■ **Provided text**
In [2]:
from PrepareOriginalData import PrepareData
import numpy as np

# Some constants
taskType = 'all'
data_amount = 1
epochs = 50

# Train on only one question type
question_type = 'yes/no'

# Load training set
p = PrepareData(path_images='data_vqa_feat', # Path to image features 
                subset='train2014', # Desired subset: either train2014 or val2014
                taskType=taskType, # 'OpenEnded', 'MultipleChoice', 'all'
                cut_data=data_amount, # Percentage of data to use, 1 = All values, above 1=#samples for debugging
                output_path='data', # Path where we want to output temporary data
                pad_length=32, # Number of words in a question (zero padded)
                question_threshold=0, answer_threshold=0, # Keep only most common words
                answers_sparse=True, questions_sparse=True, answer_type=question_type)
image_features, questions, answers, annotations = p.load_data()
print("Image features", image_features.shape)
print("Question features", questions.shape)
print("Answers", answers.shape)
print("Dictionary size", p.dic_size)
print("Number of possible classes", np.max(answers) + 1)

# Save dictionary
p.dumpDictionary('dictionary_yes_no')

loading VQA annotations and questions into memory...
0:00:05.061790
creating index...
index created!
loading VQA annotations and questions into memory...
0:00:07.255484
creating index...
index created!
Image features (190604, 1024)
Question features (190604, 32)
Answers (190604, 1)
Dictionary size 10867
Number of possible classes 5


In [3]:
answers

array([[4],
       [3],
       [3],
       ..., 
       [3],
       [3],
       [3]])

In [None]:
from NeuralNetworkYesNo import NeuralNetwork
# Use this when using sparse representation
neuralnet = NeuralNetwork(image_features.shape[0],1024,questions.shape[1],p.dic_size,np.max(answers)+1, epochs = epochs, batchSize=512, loss='sparse_categorical_crossentropy')

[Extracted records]
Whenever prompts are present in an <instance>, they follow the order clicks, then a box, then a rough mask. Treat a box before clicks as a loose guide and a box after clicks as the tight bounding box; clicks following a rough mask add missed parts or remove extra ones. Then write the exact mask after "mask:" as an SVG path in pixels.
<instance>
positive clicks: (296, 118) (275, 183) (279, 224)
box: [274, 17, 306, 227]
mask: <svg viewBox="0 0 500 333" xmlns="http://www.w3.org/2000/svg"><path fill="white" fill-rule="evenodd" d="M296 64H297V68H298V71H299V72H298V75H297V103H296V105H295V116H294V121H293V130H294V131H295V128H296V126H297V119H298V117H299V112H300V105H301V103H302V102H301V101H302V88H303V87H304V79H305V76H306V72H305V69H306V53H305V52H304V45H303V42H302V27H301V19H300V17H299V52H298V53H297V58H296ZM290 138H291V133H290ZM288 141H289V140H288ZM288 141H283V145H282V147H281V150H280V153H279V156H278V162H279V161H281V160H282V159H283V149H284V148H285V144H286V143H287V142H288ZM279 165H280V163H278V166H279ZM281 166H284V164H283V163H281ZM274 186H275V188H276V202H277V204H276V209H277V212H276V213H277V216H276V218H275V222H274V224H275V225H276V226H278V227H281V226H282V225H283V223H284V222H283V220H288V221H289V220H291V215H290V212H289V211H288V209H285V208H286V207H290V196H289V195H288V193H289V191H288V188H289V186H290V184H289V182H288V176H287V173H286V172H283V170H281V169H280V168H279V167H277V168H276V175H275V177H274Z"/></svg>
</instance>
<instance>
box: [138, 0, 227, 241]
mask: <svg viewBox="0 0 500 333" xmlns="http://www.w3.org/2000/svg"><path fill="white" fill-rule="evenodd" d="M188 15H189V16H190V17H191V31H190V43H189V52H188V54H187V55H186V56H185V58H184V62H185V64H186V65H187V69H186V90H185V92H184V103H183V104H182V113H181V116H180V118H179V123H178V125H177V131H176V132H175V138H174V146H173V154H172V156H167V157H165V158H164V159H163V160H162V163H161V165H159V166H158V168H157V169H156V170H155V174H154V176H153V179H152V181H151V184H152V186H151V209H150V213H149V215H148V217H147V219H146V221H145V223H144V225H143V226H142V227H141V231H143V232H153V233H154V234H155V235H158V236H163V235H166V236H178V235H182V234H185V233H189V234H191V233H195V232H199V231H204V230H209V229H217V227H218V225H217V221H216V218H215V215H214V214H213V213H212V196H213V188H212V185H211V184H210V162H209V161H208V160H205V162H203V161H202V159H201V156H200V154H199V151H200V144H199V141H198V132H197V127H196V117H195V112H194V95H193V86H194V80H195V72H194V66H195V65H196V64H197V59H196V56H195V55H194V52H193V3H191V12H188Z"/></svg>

■ **Exercise instructions**
**1)** Using the notebook, answer these:
(a) What value is assigned to epochs?
(b) What dictionary size is printed in the output?
(c) What batch size is passed when the NeuralNetwork is created?
**2)** Retype the part of the notebook that runs from "question_threshold=0, answer_threshold=0, #" up to and including "p.dumpDictionary('dictionary_yes_no')".

■ **Results for each task**
**1)**
(a) 50
(b) 10867
(c) 512

**2)**
question_threshold=0, answer_threshold=0, # Keep only most common words
                answers_sparse=True, questions_sparse=True, answer_type=question_type)
image_features, questions, answers, annotations = p.load_data()
print("Image features", image_features.shape)
print("Question features", questions.shape)
print("Answers", answers.shape)
print("Dictionary size", p.dic_size)
print("Number of possible classes", np.max(answers) + 1)

# Save dictionary
p.dumpDictionary('dictionary_yes_no')